Enunciado: No texto sobre sindicatos e greves, em que caso a nocividade das greves usadas como estratégia política se torna ameaçadora?

Excerto para leitura:
⟨

Todos os trabalhadores sem excepção têm o direito de aspirar a melhores remunerações e condições de trabalho. Têm o direito de as reivindicar organizando-se colectivamente com o propósito explícito de tornar a sua posição negocial mais forte na relação com o empregador.
Por sua vez, os sindicatos têm a liberdade de agir na defesa dos interesses dos seus membros, incluindo, nas circunstâncias mais extremas, ameaçar com a greve e de exercer esse direito constitucionalmente garantido.Sobre isso não há qualquer dúvida numa sociedade democrática como a nossa.
Sucede que greves praticadas como sistema por sindicatos ao serviço de interesses partidários adquirem um outro cariz. Quando essa estratégia política tem lugar em empresas monopolistas do serviço que prestam, ainda para mais reforçado pelo interesse público fundamental de que esse serviço se reveste, mais nociva ela se torna. E quando essa empresa monopolista é estatal, a nocividade torna-se ameaçadora.

⟩

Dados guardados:
⟨

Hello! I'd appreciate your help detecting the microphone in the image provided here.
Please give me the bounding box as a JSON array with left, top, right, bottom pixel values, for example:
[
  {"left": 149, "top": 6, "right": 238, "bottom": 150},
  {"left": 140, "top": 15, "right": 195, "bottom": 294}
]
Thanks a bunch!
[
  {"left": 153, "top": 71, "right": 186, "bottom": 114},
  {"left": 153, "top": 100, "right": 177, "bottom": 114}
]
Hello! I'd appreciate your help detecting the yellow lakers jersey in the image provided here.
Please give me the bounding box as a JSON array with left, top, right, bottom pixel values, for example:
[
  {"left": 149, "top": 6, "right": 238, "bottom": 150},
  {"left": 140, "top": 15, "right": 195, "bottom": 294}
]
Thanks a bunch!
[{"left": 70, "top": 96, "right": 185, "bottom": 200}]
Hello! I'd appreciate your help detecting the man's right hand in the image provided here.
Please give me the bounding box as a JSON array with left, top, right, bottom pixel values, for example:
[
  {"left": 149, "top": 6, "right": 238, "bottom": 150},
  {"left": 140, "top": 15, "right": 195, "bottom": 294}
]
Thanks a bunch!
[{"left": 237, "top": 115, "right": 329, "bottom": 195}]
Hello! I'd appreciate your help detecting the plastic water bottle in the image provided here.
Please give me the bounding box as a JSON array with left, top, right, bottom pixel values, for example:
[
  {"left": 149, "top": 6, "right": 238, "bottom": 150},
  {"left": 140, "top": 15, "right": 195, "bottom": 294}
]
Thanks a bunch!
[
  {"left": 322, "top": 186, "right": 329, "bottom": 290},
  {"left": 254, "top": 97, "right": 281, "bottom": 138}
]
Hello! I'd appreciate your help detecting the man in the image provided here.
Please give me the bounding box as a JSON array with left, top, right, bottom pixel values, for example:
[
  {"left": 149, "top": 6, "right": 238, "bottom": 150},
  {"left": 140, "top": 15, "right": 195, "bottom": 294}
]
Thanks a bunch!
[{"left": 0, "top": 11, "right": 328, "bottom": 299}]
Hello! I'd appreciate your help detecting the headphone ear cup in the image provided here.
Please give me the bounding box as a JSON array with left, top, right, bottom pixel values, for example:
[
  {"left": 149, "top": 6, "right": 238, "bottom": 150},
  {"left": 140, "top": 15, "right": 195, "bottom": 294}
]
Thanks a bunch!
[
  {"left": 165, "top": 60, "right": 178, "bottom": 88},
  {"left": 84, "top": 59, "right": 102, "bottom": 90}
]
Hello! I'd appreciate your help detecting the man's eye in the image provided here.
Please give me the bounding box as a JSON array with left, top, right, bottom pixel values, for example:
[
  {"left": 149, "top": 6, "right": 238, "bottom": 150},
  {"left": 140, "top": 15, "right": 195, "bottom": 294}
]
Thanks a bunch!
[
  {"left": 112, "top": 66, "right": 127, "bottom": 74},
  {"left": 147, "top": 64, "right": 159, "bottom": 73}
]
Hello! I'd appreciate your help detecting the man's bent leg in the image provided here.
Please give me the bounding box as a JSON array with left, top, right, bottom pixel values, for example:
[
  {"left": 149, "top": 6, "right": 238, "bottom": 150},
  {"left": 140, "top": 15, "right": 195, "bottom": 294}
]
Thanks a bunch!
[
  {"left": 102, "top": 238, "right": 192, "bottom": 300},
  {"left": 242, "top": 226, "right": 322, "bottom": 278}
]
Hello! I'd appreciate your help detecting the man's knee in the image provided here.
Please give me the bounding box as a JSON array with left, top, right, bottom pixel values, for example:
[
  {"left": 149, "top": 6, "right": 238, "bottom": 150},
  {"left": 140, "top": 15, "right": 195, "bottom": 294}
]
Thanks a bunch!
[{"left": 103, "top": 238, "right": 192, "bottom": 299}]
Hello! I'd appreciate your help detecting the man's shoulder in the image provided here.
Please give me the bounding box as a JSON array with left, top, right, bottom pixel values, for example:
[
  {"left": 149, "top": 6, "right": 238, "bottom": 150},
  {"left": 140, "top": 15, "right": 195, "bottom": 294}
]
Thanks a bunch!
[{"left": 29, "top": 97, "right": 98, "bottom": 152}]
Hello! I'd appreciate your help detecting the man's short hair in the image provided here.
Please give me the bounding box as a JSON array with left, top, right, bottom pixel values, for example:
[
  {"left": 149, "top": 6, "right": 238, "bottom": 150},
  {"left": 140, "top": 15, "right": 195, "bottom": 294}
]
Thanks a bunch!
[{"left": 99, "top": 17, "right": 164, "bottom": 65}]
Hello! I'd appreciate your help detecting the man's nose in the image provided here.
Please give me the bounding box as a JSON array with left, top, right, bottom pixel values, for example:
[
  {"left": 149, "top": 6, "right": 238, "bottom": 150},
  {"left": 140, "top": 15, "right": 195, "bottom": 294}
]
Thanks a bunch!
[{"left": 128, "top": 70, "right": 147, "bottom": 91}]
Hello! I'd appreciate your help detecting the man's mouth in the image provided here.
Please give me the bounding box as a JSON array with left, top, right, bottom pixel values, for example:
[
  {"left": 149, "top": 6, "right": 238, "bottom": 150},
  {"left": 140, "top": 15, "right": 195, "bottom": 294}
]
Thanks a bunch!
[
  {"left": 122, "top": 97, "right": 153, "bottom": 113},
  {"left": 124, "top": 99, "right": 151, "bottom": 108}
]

⟩
⟨

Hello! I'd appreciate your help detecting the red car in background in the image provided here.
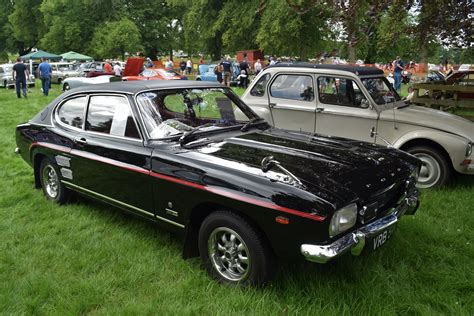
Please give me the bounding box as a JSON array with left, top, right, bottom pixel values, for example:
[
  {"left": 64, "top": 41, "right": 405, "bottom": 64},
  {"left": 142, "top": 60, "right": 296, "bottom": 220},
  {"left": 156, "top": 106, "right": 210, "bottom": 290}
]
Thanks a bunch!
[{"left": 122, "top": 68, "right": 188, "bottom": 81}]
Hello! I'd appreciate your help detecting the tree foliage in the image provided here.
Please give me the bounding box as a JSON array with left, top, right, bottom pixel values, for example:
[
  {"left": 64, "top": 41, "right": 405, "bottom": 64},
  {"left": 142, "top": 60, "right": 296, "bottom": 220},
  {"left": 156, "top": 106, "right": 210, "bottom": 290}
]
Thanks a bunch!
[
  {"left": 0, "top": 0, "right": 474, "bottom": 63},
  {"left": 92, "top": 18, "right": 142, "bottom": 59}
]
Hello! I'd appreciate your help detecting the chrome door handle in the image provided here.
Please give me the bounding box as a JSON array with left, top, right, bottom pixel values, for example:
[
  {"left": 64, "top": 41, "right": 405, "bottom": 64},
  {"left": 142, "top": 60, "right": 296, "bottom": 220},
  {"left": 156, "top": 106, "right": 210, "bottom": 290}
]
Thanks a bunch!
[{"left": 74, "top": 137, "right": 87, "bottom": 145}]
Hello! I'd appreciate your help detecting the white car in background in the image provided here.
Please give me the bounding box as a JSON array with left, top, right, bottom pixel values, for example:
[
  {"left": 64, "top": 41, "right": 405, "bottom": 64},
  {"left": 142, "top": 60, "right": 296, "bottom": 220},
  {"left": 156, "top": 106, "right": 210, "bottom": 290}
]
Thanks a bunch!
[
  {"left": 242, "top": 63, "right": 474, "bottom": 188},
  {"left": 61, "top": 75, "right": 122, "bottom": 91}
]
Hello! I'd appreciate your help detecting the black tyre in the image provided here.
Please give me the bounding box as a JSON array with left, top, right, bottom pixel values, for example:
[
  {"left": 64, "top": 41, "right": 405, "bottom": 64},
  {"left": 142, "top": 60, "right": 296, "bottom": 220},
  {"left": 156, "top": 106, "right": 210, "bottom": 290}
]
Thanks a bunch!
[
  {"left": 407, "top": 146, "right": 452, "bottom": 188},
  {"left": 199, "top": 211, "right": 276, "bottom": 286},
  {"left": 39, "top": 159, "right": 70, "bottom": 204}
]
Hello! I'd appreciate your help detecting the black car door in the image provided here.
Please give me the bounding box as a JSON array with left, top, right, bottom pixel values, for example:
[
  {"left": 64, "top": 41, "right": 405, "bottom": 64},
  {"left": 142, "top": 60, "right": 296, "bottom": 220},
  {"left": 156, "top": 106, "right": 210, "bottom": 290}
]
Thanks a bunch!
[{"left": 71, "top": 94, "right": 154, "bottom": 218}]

⟩
⟨

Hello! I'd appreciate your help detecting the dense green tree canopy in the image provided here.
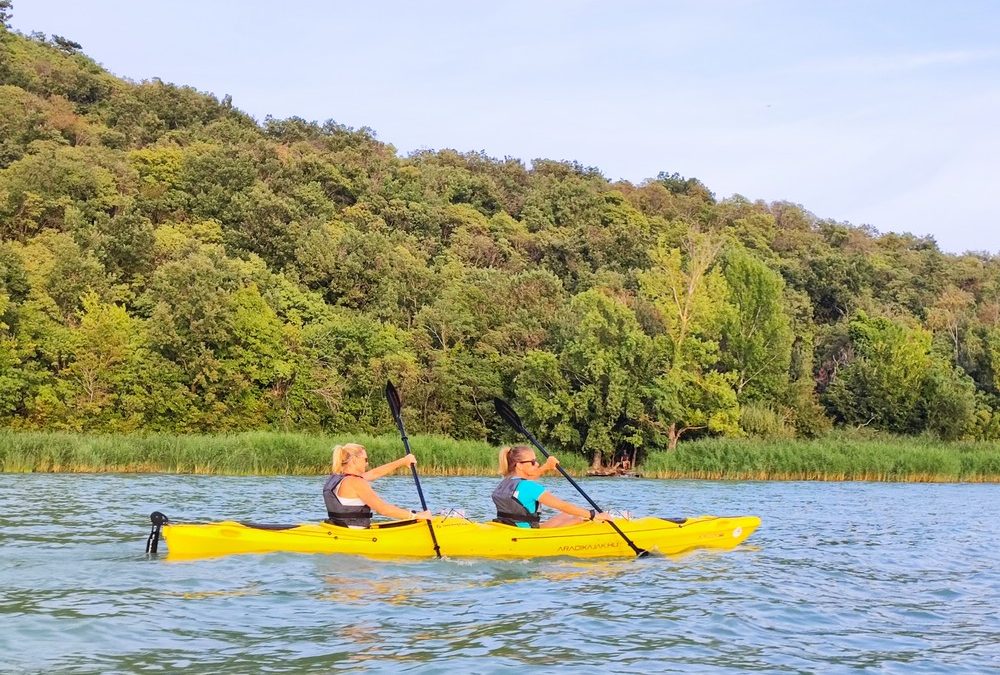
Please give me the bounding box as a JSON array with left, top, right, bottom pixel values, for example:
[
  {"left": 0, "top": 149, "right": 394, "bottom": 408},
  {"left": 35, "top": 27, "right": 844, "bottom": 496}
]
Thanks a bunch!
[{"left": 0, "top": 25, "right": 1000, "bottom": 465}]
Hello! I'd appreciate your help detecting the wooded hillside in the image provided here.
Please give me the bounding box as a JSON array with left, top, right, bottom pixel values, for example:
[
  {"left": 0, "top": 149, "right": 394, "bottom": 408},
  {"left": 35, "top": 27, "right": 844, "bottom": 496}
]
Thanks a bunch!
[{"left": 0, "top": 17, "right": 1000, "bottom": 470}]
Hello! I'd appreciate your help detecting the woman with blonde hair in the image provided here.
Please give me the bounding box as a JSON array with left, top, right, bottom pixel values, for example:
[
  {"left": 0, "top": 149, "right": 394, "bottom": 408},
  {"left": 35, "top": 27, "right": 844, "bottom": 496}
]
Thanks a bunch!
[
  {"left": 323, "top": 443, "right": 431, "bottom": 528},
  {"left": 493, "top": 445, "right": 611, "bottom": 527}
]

⟩

Resposta: Quando a empresa monopolista é estatal.